**Job:**
Please give everything from the line containing "find the green grass patch" down to the end of the records as a JSON list of strings, one string per line, with blank lines left out.

################

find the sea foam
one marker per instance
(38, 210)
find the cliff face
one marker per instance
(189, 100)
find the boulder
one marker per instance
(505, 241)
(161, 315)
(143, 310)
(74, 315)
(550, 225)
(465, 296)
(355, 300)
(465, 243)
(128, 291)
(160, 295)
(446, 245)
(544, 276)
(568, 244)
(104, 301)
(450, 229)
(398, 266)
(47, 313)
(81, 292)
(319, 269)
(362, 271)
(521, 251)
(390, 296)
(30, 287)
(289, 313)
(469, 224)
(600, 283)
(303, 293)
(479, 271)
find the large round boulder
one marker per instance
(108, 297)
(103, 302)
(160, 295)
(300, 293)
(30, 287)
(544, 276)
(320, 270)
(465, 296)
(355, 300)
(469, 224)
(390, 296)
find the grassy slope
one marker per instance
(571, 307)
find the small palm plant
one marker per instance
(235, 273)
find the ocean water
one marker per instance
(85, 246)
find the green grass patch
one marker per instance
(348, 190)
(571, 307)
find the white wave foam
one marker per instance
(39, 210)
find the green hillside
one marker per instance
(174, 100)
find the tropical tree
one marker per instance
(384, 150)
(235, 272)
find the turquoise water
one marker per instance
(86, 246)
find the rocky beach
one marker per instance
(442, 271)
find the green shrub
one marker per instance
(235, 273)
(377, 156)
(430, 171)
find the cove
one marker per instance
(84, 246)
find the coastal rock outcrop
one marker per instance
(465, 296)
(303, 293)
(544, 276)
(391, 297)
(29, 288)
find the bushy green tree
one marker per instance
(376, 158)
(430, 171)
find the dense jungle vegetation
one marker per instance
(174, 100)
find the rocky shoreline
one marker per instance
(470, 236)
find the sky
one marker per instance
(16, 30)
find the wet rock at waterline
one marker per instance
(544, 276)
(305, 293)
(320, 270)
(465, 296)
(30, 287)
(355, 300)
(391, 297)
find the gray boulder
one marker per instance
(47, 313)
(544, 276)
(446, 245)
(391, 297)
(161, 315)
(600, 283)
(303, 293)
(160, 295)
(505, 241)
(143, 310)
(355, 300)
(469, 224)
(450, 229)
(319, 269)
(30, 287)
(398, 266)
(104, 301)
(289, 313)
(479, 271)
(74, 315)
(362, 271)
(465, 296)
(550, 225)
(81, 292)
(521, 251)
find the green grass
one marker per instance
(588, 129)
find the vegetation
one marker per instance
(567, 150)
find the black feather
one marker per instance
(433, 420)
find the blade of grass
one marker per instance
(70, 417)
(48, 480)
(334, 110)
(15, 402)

################

**Exercise result:**
[
  "find the green grass patch",
  "one marker per instance",
  "(348, 190)",
  "(571, 307)",
  "find the white wave foam",
  "one marker per instance",
  "(39, 210)",
  "find the green hillside",
  "one marker per instance",
  "(174, 100)",
  "find the tropical tree",
  "one marker per instance",
  "(384, 150)",
  "(235, 272)",
  "find the turquoise water",
  "one marker per instance",
  "(86, 246)",
  "find the rocky beach",
  "one marker per instance",
  "(442, 271)",
  "find the green shrub",
  "one marker per instance",
  "(235, 273)",
  "(377, 156)",
  "(430, 171)",
  "find the cove",
  "one marker per instance",
  "(84, 246)",
  "find the coastal rock outcrop",
  "one marker per instance",
  "(465, 296)",
  "(303, 293)",
  "(544, 276)",
  "(391, 297)",
  "(29, 288)",
  "find the bushy green tree",
  "one marker per instance",
  "(376, 158)",
  "(430, 171)",
  "find the dense jungle vegetation",
  "one marker per instance",
  "(174, 100)",
  "find the rocky shoreline",
  "one marker per instance",
  "(470, 236)",
  "find the sky",
  "one marker per instance",
  "(16, 30)",
  "find the wet rock at waterline",
  "one marker per instance",
  "(544, 276)",
  "(305, 293)",
  "(320, 270)",
  "(465, 296)",
  "(30, 287)",
  "(355, 300)",
  "(391, 297)",
  "find the gray boulder",
  "one marker per instance",
  "(47, 313)",
  "(544, 276)",
  "(446, 245)",
  "(391, 297)",
  "(161, 315)",
  "(600, 283)",
  "(303, 293)",
  "(160, 295)",
  "(505, 241)",
  "(143, 310)",
  "(355, 300)",
  "(469, 224)",
  "(450, 229)",
  "(319, 269)",
  "(30, 287)",
  "(398, 266)",
  "(104, 301)",
  "(289, 313)",
  "(479, 271)",
  "(74, 315)",
  "(362, 271)",
  "(465, 296)",
  "(550, 225)",
  "(81, 292)",
  "(521, 251)",
  "find the green grass",
  "one marker per instance",
  "(588, 129)",
  "find the vegetation",
  "one marker per instance",
  "(567, 150)",
  "find the black feather",
  "one marker per instance",
  "(433, 420)",
  "find the blade of grass",
  "one marker per instance",
  "(70, 417)",
  "(48, 480)",
  "(334, 110)",
  "(15, 402)"
]